- SHORT PROBLEM 1 -
Please reproduce everything in the anniversary post from "And if you’ve" down to "out the bugs.", switching "bugs" to "glitches".

In just a short period of time, Consumerism Commentary will be entering its tenth year of existence. The site’s ninth anniversary is approaching, and I’ve been involved with the website longer than I’ve been involved with any other commitment in my life. Jobs and relationships have come and gone, but Consumerism Commentary remains.
I started the website in an effort to track my personal finances at a time when I was struggling financially, though I had already started a new path towards financial independence. Thanks to the readers early on who believed the website offered something unique, the growth of the community has been nothing short of amazing. Consumerism Commentary has changed character a little bit from those early years, when a blog was more about short, quick chronological updates and about sharing links to other interesting things found online. Last year, I solidified the website’s vision, mission, and purpose. While the owner of the site is now different, not much else has changed, and there are no plans to change anything in the near future, except for perhaps a more professional-looking logo and site design.
Thanks to all the readers who have continued to visit this website since 2003, our fans and friends on Facebook, and particularly those who continue to participate in discussions today. Thanks also to all the colleagues who have offered their advice and encouragement, and a big thanks to Jay Frosting (also known as Bryan J Busch) and Tom Dziubek who have held down the podcast fort for several years.
And if you’ve encountered any technical issues with the website recently, please continue to bear with me as the technical team continues to work out the bugs.

- SHORT PROBLEM 2 -
Tally the lines in the rows below that contain the string "side", with case counting, and give only the number.

- GIVEN ENTRIES -
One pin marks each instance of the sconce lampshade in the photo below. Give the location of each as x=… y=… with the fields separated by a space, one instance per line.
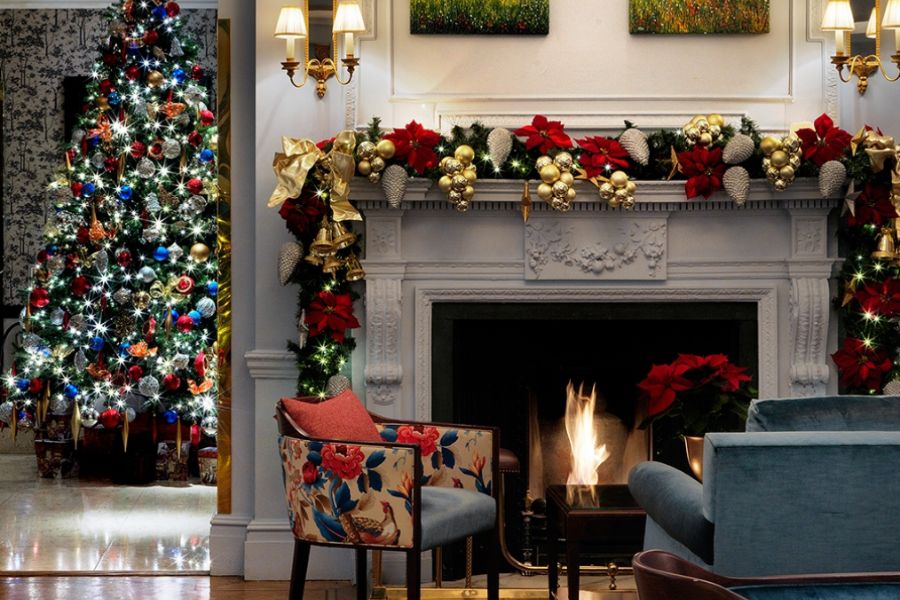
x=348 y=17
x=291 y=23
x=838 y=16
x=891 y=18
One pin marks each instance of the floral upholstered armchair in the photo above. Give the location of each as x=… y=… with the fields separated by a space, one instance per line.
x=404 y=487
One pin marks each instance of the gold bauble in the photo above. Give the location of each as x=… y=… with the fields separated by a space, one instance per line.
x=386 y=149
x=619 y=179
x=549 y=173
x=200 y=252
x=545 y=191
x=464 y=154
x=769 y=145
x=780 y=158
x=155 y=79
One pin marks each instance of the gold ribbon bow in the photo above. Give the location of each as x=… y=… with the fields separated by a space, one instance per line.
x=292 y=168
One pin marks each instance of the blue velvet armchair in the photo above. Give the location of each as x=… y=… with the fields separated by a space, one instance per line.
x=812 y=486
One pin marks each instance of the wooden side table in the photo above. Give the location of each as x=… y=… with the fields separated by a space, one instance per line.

- WORKED ANSWER 1 -
And if you’ve encountered any technical issues with the website recently, please continue to bear with me as the technical team continues to work out the glitches.

- WORKED ANSWER 2 -
1